*Your goal*.
Answer these questions from the reflection below.
(a) What did the bumper sticker seen in Colorado say?
(b) In the parable, how many of the bridesmaids were wise?
(c) What words are on the post-it note stuck to the wall of the home office?
:: Supplied text
Peace Train

Reflections on Shuffle-Play

I saw a bumper sticker in Colorado once that made me laugh out loud. It said, “Christ is coming, look busy!”

Some denominations spend a great deal of time talking about Christ’s return. They predict it regularly, using the certainty of it to scare people into ‘right’ living.

I’ve almost tended to be the opposite way. I figure Christ comes when he will come. I can’t control that and so I don’t think much about it or preach much about it. Maybe it’s all the family systems theory training I took as a younger pastor that emphasized that we can’t control what anyone else does, only what we do. I took that to heart.

And yet, Scripture talks a lot about the surety of Jesus’ return and the necessity that we be ready. In the gospel for this coming Sunday, Saint Matthew tells a parable about Christ’s coming – comparing it to bridesmaids who went out to meet the bridegroom. Five were wise and five were foolish. All the bridesmaids brought lamps, but only the wise ones brought extra oil. The foolish bridesmaids ask the wise ones for some of their oil but they say ‘no” and so the foolish bridesmaids have to go out and get more oil. When they do, they miss the arrival of the bridegroom. He brings the wise bridesmaids into the wedding feast with him and shuts the door. When the foolish bridesmaids arrive, they are not allowed in.

It’s a puzzling little parable. I do not like the not-sharing of the oil, the latecomers not allowed in – I like my Bible stories to be full of sharing and room for everyone no matter when they arrive. This is not that kind of Bible story. So as Martin Luther would say, “what does this mean?”

It’s a story about how to wait. You see, the bridegroom is coming, the bridesmaids know this – the only thing they don’t know is exactly when. They know they will have to wait, but not how long. While we might think this parable is calling us to constant vigilance, looking for Christ on the horizon every day, remember that even the wise bridesmaids fell asleep. The only difference between them and the foolish bridesmaids is that the wise ones were prepared for the bridegroom, whether the wait was short or long. They were intentional, still focused on the bridegroom even in their waiting.

And here we are in the waiting time. As Christian people, we know that Christ is coming again someday, but are we waiting purposefully or are we waiting as if we have forgotten or don’t really care that much that he is coming back?

There’s a post-it note that I have stuck to the wall in my home office that reads, “Your day is your week is your month is your year.” It’s one of those quotes to remind me that how I spend this day matters, because if I exercise this day and the next day and the next day and most days, in the long run, I’m healthier. It reminds me that if I write today and the next day and the next day and most days, in the long run, I’ve written a lot. If I save a little bit today and tomorrow and the next, eventually it adds up to enough to go on that trip. You see the point. Your day is your week is your month is your year.
::::
:: Records shown
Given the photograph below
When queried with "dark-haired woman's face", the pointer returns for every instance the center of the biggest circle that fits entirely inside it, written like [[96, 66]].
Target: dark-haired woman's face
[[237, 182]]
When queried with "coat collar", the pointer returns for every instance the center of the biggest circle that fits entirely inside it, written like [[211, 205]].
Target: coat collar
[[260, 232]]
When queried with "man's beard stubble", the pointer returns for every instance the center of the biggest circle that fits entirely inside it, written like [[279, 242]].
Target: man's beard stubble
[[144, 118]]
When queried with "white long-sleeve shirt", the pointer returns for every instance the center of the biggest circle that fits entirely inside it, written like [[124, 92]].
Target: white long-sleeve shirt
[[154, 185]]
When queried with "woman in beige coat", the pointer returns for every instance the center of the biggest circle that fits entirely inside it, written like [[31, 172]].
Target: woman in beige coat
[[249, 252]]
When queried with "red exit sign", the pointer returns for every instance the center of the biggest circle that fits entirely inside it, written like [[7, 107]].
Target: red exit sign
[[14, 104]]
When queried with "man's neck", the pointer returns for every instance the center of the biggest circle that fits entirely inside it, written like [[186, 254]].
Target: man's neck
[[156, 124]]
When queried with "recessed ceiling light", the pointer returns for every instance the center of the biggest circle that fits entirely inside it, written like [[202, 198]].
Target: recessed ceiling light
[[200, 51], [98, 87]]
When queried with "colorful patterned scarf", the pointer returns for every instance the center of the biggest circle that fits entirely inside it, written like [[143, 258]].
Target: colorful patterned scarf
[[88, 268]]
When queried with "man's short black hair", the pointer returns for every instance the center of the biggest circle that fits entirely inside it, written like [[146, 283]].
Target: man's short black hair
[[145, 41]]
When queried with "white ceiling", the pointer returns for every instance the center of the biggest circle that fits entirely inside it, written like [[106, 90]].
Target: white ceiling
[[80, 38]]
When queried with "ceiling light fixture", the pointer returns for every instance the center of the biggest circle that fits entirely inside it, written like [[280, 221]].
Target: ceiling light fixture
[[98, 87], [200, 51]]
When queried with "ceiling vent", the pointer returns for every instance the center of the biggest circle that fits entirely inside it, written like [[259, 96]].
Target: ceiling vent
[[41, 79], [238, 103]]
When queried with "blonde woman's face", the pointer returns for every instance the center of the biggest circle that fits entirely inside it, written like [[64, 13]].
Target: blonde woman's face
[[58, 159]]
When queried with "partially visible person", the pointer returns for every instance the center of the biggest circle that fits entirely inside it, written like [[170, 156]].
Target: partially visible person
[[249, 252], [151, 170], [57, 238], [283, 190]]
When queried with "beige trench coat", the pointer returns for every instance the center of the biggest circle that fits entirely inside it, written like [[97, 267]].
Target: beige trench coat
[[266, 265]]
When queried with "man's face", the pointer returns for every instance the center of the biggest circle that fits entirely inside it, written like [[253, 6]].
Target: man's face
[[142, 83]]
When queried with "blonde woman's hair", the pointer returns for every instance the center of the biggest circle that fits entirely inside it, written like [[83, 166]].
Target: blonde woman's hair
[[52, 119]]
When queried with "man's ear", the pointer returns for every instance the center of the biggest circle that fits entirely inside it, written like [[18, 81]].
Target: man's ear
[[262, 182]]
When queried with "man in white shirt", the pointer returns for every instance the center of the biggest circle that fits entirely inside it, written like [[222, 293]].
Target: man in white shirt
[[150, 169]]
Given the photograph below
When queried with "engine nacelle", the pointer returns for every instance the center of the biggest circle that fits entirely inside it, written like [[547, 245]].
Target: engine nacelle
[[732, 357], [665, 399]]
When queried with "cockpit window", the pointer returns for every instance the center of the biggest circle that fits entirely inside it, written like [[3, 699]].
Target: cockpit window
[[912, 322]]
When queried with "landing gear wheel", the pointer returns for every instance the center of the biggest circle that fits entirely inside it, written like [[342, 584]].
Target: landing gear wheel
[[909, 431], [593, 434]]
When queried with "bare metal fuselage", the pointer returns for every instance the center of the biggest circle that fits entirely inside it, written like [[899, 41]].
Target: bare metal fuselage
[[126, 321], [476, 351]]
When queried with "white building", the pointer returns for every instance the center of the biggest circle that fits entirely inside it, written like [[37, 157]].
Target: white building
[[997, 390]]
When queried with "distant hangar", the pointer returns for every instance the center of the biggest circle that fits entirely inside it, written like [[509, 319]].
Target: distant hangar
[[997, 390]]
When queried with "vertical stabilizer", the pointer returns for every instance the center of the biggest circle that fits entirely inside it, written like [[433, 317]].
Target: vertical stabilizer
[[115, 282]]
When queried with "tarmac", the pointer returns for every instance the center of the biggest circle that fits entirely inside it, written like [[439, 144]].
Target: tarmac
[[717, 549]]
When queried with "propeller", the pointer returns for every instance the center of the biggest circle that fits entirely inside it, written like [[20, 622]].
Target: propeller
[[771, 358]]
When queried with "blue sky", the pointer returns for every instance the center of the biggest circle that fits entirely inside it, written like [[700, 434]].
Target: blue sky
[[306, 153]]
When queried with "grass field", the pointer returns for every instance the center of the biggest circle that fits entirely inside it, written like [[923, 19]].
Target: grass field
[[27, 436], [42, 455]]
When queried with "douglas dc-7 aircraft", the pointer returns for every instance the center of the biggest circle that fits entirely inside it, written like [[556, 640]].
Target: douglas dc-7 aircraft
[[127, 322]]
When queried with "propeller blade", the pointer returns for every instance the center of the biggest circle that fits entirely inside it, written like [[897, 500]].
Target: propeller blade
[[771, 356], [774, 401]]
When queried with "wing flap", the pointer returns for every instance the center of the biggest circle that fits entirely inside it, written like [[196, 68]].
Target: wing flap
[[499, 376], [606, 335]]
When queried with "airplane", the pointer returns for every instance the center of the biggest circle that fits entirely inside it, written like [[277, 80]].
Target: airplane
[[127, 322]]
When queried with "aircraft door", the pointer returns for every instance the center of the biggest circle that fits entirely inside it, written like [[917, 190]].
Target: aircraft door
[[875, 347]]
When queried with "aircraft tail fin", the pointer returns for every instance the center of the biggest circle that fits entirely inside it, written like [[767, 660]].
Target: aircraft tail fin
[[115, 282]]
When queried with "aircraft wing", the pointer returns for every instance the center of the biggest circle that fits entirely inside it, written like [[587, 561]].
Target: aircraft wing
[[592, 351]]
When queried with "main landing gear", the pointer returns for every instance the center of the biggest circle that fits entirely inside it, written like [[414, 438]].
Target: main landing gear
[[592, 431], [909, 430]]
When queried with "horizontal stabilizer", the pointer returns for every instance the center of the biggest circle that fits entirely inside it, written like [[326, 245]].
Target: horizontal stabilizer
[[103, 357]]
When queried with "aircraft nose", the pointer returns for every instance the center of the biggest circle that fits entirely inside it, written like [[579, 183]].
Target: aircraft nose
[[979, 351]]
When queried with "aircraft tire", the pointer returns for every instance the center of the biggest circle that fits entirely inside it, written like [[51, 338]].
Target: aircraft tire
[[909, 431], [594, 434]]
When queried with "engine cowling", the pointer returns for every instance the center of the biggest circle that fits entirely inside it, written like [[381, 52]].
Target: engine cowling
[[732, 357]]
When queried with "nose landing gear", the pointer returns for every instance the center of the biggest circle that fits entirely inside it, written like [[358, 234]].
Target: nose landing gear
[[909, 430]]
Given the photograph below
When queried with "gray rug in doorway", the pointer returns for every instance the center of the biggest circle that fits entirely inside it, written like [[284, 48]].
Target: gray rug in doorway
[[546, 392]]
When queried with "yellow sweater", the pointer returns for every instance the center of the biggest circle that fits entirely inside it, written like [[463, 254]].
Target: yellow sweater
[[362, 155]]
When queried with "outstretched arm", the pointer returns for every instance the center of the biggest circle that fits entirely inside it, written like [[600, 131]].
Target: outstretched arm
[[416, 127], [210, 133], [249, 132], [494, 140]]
::::
*Answer to this problem*.
(a) "Christ is coming, look busy!"
(b) Five.
(c) "Your day is your week is your month is your year."